═════ Input ═════

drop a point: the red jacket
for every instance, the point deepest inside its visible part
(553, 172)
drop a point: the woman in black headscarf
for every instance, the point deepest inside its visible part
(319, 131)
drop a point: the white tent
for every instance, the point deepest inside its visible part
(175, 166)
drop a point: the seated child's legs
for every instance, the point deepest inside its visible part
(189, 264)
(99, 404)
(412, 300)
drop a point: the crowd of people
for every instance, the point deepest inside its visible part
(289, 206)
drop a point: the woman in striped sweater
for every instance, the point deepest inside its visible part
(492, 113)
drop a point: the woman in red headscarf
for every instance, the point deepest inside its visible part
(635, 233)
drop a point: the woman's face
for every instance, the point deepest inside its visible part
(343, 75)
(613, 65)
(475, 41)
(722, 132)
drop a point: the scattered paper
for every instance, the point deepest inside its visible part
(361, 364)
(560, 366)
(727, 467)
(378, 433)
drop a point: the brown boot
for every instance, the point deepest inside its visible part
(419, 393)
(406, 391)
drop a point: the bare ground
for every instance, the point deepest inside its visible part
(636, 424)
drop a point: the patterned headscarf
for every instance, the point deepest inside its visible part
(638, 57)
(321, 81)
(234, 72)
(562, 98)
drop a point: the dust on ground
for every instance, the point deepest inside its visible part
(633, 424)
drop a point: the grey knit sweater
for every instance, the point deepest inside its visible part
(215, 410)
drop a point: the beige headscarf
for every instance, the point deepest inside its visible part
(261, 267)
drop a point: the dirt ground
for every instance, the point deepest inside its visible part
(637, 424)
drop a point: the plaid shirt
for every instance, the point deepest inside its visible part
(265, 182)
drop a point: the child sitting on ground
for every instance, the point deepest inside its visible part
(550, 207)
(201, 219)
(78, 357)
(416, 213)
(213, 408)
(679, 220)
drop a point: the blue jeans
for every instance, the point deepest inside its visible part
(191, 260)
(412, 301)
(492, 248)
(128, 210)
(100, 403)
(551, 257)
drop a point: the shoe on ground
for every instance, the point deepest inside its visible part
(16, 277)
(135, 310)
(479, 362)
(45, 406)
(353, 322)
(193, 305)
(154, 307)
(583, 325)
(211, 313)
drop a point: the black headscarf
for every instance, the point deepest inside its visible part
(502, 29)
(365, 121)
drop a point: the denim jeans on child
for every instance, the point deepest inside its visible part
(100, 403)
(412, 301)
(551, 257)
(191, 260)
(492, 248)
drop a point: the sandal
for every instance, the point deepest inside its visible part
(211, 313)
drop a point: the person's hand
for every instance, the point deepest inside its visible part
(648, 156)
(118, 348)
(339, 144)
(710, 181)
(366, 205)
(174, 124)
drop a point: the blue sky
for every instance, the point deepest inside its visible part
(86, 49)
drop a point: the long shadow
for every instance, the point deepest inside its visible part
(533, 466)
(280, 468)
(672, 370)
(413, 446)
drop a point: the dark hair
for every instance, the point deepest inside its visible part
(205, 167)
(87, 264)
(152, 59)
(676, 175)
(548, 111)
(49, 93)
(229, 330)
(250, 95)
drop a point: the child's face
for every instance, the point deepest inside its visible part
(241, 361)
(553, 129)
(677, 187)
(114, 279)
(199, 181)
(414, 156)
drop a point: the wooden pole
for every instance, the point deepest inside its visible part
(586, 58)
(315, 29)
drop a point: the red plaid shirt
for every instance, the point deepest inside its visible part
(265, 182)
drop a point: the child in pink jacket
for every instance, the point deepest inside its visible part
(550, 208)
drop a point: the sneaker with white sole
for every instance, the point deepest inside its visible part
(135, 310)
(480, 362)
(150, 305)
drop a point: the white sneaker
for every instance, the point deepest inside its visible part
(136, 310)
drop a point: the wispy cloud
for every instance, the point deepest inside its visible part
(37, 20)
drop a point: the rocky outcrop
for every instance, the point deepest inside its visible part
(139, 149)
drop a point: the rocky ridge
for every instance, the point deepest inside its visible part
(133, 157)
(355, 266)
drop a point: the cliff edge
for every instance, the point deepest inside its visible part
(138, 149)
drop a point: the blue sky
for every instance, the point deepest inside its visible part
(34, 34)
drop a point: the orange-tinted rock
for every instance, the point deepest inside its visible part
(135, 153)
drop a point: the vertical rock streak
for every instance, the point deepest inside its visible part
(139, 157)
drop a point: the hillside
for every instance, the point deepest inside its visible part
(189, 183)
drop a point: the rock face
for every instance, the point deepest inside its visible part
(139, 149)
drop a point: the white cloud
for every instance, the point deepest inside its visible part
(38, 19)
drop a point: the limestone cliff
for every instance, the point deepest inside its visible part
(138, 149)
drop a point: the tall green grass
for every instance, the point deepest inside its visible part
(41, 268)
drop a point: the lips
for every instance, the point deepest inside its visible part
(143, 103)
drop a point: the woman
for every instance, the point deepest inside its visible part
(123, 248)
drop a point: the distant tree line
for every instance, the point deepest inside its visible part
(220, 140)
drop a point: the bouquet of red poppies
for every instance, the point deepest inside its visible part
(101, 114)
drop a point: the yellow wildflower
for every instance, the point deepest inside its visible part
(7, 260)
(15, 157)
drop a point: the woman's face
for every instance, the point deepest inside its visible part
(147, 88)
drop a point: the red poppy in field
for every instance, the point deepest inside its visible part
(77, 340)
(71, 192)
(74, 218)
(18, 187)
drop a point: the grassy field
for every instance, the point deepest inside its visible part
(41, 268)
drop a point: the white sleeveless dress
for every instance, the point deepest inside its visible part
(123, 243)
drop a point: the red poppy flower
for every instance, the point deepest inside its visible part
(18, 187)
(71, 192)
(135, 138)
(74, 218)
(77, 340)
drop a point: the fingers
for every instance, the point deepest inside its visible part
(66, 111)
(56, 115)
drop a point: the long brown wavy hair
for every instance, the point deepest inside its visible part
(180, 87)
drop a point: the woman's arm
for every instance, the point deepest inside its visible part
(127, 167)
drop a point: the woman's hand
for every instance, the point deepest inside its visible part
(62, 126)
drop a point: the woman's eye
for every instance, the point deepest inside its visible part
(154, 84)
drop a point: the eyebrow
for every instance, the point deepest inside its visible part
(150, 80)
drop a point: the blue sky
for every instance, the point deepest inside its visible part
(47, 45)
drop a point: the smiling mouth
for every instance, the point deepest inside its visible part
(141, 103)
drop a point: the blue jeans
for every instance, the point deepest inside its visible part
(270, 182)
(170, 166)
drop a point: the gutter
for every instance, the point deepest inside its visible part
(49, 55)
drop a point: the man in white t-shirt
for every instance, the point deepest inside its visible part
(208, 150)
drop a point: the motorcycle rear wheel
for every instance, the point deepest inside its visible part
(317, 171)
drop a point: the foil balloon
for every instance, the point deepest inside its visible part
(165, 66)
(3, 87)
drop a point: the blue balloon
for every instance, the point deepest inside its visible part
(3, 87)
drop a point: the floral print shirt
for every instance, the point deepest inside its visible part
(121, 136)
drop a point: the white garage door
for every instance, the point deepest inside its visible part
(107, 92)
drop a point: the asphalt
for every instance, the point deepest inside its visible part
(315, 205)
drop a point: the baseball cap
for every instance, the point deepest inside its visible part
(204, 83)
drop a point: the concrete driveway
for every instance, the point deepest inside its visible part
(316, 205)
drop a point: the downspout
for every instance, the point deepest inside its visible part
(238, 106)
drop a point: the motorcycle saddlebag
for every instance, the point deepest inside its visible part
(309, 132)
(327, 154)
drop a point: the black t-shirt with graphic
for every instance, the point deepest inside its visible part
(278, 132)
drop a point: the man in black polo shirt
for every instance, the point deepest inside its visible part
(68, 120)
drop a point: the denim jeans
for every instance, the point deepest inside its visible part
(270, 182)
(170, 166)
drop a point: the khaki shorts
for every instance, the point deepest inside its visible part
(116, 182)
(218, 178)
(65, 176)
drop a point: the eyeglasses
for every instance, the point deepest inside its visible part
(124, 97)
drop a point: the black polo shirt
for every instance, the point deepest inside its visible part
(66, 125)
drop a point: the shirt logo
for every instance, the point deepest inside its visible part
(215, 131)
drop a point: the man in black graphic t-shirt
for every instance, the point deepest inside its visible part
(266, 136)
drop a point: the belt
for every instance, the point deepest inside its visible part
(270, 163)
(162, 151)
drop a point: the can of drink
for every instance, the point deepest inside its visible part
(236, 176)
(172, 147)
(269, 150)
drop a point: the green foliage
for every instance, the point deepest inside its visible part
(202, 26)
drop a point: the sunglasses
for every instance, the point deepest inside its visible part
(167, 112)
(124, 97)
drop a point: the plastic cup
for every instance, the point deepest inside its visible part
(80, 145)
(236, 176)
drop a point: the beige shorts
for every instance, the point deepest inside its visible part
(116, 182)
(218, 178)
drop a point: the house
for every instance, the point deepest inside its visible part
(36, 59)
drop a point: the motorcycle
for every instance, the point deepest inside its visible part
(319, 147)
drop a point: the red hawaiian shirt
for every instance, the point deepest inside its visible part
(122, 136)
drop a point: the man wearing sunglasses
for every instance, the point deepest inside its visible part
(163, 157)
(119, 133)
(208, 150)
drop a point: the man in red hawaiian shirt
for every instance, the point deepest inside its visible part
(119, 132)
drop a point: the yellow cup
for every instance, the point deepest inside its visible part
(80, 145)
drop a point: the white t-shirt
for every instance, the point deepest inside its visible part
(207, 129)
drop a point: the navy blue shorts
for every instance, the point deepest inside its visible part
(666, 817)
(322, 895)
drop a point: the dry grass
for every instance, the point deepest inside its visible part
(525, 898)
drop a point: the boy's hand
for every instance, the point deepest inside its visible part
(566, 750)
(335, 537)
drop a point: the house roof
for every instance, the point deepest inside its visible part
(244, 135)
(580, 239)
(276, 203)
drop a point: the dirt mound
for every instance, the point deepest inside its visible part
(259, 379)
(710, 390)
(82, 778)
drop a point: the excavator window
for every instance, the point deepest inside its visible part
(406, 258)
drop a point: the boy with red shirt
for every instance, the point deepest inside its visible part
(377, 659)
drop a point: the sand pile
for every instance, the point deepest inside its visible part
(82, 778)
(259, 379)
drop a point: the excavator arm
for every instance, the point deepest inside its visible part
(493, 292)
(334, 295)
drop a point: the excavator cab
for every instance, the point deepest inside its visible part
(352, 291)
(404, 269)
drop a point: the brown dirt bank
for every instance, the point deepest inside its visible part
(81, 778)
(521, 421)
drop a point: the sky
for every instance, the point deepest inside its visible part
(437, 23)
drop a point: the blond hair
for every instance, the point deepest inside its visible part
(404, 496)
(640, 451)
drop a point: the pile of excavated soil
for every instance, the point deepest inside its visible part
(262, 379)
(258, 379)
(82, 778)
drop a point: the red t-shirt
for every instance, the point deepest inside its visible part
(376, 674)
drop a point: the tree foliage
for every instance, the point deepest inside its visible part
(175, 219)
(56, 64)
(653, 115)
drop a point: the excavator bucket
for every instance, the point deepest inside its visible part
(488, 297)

═════

• _Task to complete_
Give back exactly the lines from the one containing "drop a point: the blond hair" to the end of the material, both ends included.

• _Written reply_
drop a point: the blond hair
for every instance, the point deepest inside its visible part
(404, 496)
(640, 451)
drop a point: the pile of excavated soil
for every instance, the point deepest inside its visible part
(262, 379)
(258, 379)
(82, 778)
drop a point: the red t-shirt
for every instance, the point deepest inside its visible part
(376, 674)
drop a point: the tree foliage
for every instance, the point deepest inside its visible part
(175, 219)
(56, 64)
(653, 115)
drop a point: the excavator bucket
for every instance, the point deepest inside its visible part
(488, 297)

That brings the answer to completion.